### [REQUIREMENT]
Retype the rows below exactly, starting at the line containing "Would you say the scene above contains any cloud?" and ending with the line containing "[628,323,662,340]", with both of those lines included.

* start PROVIDED ENTRIES *

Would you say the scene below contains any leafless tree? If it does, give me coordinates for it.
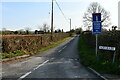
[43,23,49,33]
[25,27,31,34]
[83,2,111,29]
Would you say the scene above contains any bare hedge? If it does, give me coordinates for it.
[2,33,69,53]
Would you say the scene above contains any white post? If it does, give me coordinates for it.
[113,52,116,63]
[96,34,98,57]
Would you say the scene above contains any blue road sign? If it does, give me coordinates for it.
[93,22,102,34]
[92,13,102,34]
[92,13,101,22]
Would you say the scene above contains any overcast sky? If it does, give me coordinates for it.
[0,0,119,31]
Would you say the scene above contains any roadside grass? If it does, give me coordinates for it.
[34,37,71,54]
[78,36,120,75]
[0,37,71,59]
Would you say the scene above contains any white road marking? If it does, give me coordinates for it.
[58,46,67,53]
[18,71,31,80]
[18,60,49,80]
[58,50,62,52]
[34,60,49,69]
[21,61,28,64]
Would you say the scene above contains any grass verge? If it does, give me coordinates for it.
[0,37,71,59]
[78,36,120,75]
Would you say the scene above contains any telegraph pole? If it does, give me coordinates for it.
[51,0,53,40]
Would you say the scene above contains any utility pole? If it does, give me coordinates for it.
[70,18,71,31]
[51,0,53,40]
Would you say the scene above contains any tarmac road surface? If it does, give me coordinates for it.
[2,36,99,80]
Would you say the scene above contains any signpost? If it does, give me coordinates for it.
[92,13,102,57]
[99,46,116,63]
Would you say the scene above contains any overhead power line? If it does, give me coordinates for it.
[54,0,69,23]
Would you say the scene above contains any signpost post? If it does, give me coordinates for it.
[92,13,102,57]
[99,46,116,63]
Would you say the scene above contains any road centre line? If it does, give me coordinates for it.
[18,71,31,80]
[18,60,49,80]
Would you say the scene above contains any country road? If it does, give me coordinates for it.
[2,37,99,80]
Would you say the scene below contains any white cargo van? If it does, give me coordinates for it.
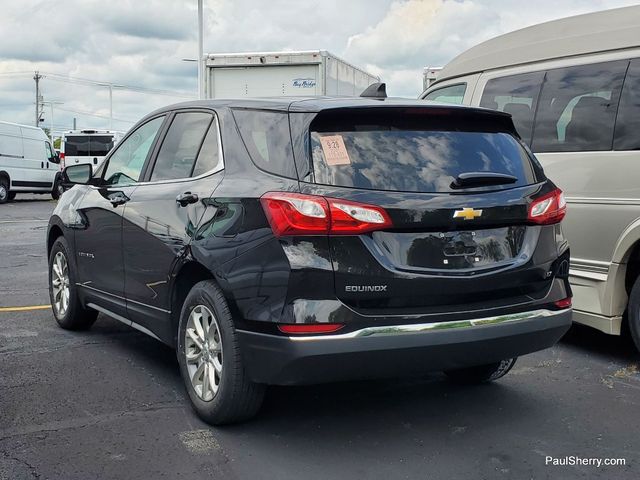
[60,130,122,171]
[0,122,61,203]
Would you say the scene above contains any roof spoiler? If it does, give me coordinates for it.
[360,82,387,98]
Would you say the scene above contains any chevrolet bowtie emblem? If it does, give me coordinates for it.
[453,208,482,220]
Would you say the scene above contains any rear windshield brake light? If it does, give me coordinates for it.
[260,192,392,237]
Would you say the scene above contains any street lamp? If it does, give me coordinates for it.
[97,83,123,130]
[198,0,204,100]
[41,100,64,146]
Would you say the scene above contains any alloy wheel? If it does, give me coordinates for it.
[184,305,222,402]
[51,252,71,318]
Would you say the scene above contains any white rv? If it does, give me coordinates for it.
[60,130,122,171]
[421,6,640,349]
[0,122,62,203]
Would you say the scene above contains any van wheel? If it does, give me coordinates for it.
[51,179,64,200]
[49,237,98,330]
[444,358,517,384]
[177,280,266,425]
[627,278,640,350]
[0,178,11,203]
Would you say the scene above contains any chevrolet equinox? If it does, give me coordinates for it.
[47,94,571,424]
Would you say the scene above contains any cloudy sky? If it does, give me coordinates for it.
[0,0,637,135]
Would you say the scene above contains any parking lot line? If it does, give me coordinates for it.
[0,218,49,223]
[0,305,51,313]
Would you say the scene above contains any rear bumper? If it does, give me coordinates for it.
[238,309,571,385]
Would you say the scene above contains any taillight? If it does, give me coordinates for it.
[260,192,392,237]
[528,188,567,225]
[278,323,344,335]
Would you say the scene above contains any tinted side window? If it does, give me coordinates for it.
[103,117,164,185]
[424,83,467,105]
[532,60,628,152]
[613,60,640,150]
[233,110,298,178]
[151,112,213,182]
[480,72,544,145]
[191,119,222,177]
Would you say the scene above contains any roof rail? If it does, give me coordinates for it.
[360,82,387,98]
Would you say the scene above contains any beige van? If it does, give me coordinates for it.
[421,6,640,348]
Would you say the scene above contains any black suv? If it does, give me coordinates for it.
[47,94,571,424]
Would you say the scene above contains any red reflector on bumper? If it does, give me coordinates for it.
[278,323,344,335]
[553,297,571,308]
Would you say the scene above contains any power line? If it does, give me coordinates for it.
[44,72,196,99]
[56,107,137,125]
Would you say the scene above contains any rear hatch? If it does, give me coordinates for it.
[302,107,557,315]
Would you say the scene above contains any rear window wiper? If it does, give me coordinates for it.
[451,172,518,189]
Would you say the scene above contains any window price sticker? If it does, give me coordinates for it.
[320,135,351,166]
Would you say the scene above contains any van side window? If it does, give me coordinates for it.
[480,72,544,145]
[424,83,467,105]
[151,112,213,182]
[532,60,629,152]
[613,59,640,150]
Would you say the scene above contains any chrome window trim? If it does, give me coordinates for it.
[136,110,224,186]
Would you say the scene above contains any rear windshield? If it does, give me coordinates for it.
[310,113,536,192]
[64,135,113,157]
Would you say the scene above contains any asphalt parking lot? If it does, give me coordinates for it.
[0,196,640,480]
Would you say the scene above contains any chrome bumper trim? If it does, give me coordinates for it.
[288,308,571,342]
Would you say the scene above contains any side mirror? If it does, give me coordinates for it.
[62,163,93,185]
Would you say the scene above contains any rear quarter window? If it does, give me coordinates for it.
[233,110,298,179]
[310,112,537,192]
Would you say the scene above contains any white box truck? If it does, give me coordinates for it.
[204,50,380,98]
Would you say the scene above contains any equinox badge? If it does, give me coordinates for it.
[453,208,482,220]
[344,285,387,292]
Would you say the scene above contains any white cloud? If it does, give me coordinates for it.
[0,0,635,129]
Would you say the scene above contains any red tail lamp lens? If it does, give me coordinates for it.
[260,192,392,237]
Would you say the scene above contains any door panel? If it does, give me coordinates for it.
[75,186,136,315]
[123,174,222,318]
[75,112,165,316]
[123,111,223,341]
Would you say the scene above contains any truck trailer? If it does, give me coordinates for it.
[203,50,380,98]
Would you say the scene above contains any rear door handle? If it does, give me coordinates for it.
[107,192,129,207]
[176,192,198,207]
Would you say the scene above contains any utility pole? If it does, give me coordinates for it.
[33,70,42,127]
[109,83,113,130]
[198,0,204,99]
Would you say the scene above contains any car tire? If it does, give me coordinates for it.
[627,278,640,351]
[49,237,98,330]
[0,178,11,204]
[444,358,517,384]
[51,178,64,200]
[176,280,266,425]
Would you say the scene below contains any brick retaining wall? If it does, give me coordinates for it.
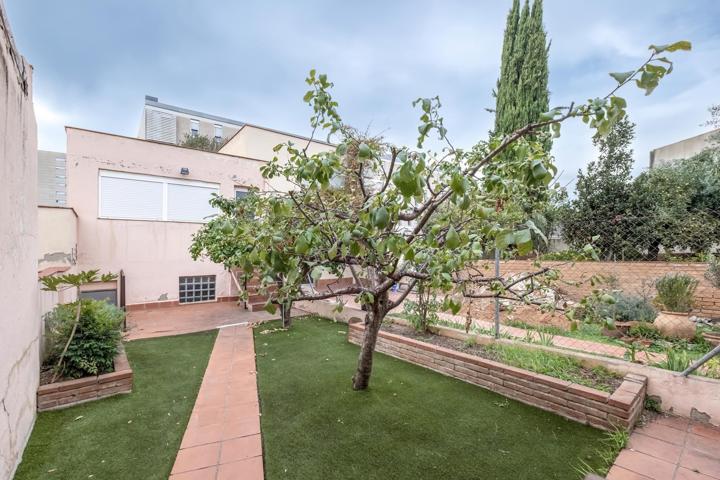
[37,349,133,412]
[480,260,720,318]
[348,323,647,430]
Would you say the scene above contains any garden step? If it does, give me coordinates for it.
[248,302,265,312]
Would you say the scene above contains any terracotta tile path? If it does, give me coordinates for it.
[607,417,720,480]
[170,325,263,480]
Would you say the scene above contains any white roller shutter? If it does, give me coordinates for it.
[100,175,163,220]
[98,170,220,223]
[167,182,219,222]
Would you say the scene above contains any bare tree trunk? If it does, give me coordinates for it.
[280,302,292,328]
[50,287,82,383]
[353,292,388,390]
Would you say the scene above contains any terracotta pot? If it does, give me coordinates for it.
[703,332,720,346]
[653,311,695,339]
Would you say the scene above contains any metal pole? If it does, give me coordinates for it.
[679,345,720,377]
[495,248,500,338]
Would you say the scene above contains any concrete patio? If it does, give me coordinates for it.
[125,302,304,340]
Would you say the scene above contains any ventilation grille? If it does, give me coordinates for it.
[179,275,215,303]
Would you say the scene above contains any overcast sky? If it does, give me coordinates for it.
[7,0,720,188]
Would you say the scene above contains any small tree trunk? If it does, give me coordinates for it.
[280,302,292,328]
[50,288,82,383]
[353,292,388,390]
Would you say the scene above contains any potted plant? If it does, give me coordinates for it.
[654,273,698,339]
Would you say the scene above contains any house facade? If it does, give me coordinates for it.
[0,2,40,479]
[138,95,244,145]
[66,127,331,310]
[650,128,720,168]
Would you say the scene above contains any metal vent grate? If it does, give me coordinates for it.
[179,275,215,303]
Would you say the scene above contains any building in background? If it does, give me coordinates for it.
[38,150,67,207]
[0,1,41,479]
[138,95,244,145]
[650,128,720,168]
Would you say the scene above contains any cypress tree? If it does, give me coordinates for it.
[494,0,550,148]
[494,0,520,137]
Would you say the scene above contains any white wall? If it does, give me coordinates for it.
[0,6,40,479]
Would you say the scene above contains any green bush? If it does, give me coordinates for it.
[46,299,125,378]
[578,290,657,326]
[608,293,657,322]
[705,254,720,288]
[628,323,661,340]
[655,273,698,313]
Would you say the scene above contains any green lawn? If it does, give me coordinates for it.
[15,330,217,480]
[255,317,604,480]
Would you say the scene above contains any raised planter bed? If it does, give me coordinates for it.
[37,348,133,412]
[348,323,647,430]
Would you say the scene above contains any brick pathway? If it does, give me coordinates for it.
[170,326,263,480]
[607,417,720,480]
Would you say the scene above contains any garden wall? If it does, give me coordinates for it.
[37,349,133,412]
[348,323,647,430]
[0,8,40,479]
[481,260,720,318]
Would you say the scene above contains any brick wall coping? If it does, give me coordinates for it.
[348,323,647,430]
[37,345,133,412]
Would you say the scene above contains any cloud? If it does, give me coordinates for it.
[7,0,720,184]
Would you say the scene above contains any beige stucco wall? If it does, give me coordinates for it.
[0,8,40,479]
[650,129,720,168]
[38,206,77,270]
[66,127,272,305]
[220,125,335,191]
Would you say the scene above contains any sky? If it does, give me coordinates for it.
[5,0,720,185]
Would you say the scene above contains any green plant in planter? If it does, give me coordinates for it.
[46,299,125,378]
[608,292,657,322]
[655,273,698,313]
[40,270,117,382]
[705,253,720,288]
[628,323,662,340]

* end PROVIDED ENTRIES *
* start PROVIDED ENTRIES *

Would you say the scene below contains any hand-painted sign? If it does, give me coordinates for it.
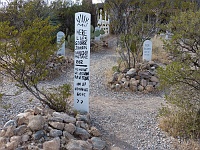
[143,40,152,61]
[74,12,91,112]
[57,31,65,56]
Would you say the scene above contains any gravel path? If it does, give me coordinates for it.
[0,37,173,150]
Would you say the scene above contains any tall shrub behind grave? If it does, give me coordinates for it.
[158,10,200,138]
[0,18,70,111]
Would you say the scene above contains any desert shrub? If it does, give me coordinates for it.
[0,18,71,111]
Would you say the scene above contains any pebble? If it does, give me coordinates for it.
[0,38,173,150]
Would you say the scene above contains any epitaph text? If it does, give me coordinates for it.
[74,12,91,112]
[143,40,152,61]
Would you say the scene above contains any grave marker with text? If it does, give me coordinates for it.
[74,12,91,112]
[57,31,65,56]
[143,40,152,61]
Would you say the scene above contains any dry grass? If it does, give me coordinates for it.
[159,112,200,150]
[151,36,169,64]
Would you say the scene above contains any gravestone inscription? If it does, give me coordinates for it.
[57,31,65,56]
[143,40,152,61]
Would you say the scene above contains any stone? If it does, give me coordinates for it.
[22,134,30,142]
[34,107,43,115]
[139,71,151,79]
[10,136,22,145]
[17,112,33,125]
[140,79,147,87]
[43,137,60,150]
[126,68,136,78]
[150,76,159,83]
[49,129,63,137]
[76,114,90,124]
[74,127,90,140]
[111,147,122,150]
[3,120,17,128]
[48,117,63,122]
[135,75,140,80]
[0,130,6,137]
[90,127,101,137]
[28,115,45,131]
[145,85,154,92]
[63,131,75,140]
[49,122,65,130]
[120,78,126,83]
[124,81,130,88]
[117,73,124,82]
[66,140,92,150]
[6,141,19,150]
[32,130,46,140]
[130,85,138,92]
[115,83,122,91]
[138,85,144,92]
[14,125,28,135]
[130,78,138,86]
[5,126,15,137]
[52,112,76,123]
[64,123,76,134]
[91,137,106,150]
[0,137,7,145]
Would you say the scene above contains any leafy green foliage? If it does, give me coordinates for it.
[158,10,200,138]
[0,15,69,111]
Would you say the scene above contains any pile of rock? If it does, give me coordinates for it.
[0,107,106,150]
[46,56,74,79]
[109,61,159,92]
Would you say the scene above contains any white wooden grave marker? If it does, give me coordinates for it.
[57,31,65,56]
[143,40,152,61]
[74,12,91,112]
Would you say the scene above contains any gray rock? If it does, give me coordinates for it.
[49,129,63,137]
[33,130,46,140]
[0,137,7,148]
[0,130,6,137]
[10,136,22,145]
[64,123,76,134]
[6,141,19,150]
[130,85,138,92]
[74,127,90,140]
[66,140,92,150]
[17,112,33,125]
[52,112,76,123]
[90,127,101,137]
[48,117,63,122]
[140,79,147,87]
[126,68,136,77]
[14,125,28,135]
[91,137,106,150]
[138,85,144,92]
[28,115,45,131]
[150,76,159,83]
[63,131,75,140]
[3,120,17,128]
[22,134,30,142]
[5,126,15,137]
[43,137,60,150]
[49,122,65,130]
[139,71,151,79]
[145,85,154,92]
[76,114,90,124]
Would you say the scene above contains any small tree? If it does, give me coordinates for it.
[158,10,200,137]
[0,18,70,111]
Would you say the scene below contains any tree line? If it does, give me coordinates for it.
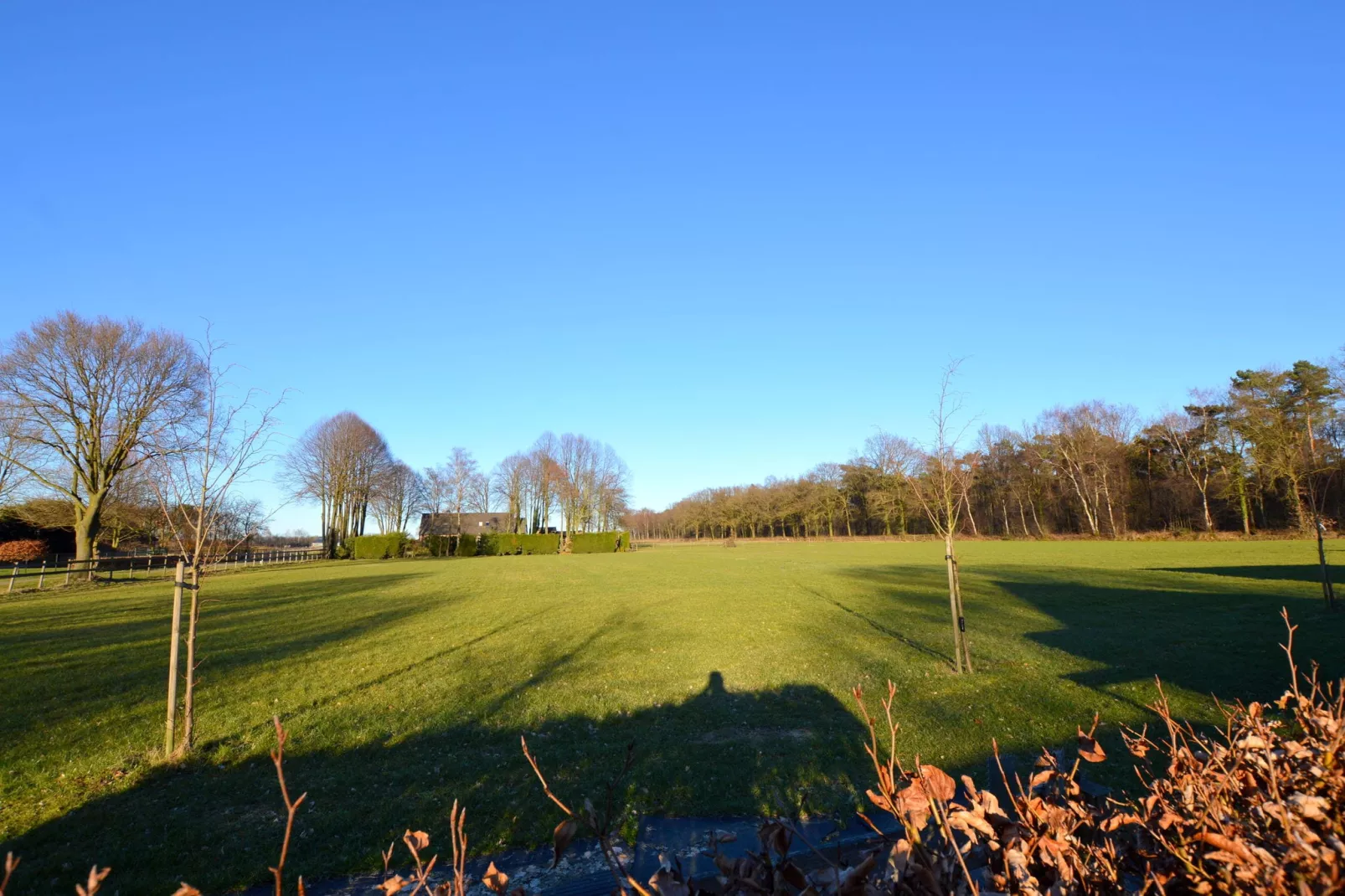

* end PROVIDED ENTRIES *

### [EXPECTED ANSWER]
Would you say the scene above contains any cloud? If it does, give me coordinates for it.
[7,0,720,184]
Would you say the scene above contains any beige stucco wall? If it does, give me coordinates for it.
[0,8,40,479]
[650,129,720,168]
[38,206,77,270]
[66,127,272,305]
[220,125,335,191]
Would you say the scene above contains any sky? If it does, give me coordinates for it.
[5,0,720,185]
Would you say the scene above contains any green plant in planter? If it does, give me coordinates for it.
[46,299,125,378]
[608,292,657,322]
[655,273,698,313]
[40,270,117,382]
[705,253,720,288]
[628,323,662,340]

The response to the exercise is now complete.